= DIRECTIVE =
All the data should come back exactly as it was given.

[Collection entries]
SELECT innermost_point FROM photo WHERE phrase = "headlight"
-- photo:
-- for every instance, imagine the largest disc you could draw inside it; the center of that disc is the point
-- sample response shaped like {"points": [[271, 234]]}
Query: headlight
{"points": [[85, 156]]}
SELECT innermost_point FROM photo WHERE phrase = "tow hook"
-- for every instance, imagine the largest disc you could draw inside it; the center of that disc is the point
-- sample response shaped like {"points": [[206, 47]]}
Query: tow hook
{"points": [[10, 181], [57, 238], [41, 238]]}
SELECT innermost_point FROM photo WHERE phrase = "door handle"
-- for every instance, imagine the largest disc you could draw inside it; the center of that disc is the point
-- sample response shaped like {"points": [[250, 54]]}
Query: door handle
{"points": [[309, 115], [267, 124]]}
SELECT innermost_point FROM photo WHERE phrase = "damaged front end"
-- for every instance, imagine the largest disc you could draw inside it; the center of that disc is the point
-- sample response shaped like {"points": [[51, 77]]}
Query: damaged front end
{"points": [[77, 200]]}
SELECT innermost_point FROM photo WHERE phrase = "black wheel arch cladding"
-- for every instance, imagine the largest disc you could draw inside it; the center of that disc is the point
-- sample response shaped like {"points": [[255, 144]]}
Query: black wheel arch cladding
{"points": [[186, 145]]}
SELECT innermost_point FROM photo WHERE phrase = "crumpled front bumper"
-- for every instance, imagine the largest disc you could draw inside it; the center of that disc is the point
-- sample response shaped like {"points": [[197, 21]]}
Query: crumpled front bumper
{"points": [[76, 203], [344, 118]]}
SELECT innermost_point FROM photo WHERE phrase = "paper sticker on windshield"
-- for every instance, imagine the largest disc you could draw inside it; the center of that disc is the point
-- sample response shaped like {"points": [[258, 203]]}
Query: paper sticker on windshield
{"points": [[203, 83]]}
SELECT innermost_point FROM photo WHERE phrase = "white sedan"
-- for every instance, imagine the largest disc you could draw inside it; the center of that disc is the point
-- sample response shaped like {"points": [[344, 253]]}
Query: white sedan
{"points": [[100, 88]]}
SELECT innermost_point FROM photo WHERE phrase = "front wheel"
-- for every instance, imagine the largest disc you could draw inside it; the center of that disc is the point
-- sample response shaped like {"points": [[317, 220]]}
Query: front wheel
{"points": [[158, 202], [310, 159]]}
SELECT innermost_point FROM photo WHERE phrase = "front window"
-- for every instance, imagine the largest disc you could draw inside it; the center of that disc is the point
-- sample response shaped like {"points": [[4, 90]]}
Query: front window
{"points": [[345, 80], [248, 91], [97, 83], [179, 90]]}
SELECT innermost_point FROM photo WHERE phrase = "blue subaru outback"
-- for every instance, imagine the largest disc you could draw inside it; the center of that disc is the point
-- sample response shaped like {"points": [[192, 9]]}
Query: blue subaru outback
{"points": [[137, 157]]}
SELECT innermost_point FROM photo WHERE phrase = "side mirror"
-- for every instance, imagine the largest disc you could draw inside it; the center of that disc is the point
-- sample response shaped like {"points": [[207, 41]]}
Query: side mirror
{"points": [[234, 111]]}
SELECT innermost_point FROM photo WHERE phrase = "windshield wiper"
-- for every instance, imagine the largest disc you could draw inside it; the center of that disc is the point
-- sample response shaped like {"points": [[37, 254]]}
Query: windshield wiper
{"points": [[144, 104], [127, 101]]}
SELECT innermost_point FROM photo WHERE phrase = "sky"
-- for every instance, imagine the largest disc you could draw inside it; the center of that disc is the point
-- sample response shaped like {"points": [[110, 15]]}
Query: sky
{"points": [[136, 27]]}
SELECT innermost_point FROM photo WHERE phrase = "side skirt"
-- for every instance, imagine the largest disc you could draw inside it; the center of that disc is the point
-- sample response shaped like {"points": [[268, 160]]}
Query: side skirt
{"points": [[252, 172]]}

= SOLVED EXERCISE =
SELECT innermost_point FROM photo WHERE phrase = "headlight"
-- photo:
-- for every instance, imagine the largest disc you could draw inside it; the center of that disc is the point
-- sample response shaped like {"points": [[271, 234]]}
Query: headlight
{"points": [[85, 156]]}
SELECT innermost_point FROM photo WHERE phrase = "tow hook"
-- for every instance, imagine the largest disc you could draw inside it; the center of that disc is the point
-- sample response shaped like {"points": [[206, 47]]}
Query: tow hook
{"points": [[10, 181], [57, 238], [41, 238]]}
SELECT innermost_point FROM photo WHERE phrase = "door handle"
-- for every instance, imagine the largest disc you could draw inside it; the center of that disc is the point
-- sample response shaped like {"points": [[250, 54]]}
Query: door handle
{"points": [[309, 115], [267, 124]]}
SELECT innermost_point FROM photo WHERE phrase = "damaged front end"
-- for every instance, imagine the largest disc you could draw inside it; the center of that disc is the point
-- sample response shaped like {"points": [[51, 77]]}
Query: damaged front end
{"points": [[77, 200]]}
SELECT innermost_point FROM photo WHERE phrase = "black wheel arch cladding"
-- for every instance, imagine the largest disc you could draw inside it; the center of that disc is the point
-- sample response shaped like {"points": [[255, 144]]}
Query: black wheel arch cladding
{"points": [[186, 145]]}
SELECT innermost_point FROM photo WHERE phrase = "crumpled front bumper"
-- for every instance, imagine the largest disc you could draw inside it; the center of that disc is the point
-- sample response shaped like {"points": [[197, 21]]}
Query: crumpled front bumper
{"points": [[76, 203], [344, 118]]}
SELECT innermost_point FROM photo WHERE phrase = "paper sticker on windshield"
-- for every instance, imagine the largest disc you could draw inside it; the center of that disc is the point
-- sample response shaped like {"points": [[258, 203]]}
Query: paper sticker on windshield
{"points": [[203, 83]]}
SELECT innermost_point FROM photo WHERE phrase = "white sedan"
-- for every instance, imagine the largest disc you could draw inside it; the center of that disc is the point
-- sample response shaped like {"points": [[344, 253]]}
Query: white sedan
{"points": [[100, 88]]}
SELECT innermost_point FROM photo WHERE phrase = "front wheel"
-- for every instance, imagine the largest disc you could draw inside it; the center of that disc is the point
-- sample response shaped like {"points": [[317, 220]]}
Query: front wheel
{"points": [[158, 202], [310, 159]]}
SELECT innermost_point FROM photo WHERE phrase = "front window"
-- for every instance, imagine the largest disc you could draw inside it; the center of that disc is the point
-- sample response shaped like {"points": [[4, 90]]}
Query: front window
{"points": [[345, 80], [248, 91], [97, 83], [179, 90]]}
SELECT innermost_point FROM photo WHERE phrase = "blue subaru outback"
-- for every instance, imagine the largest disc you could draw inside it; the center of that disc is the point
-- sample response shaped like {"points": [[192, 9]]}
Query: blue subaru outback
{"points": [[137, 157]]}
SELECT innermost_point FROM photo WHERE phrase = "side mirror"
-- for every instance, imagine the largest disc you could draw inside it; the center of that disc is the point
-- sample response shaped like {"points": [[207, 41]]}
Query: side mirror
{"points": [[234, 111]]}
SELECT innermost_point FROM photo WHERE phrase = "windshield wiper"
-- for every instance, imagine the largest disc you could draw inside it; the center of that disc is the point
-- sample response shaped like {"points": [[37, 254]]}
Query: windshield wiper
{"points": [[144, 104], [127, 101]]}
SELECT innermost_point FROM photo WHERE phrase = "sky"
-- for every instance, imagine the largest disc you could draw inside it; the center of that disc is the point
-- sample response shaped like {"points": [[110, 15]]}
Query: sky
{"points": [[136, 27]]}
SELECT innermost_point FROM photo WHERE phrase = "side skirt"
-- for every instance, imagine the largest disc you could draw inside it; the center of that disc is the point
-- sample response shaped like {"points": [[268, 160]]}
Query: side skirt
{"points": [[252, 172]]}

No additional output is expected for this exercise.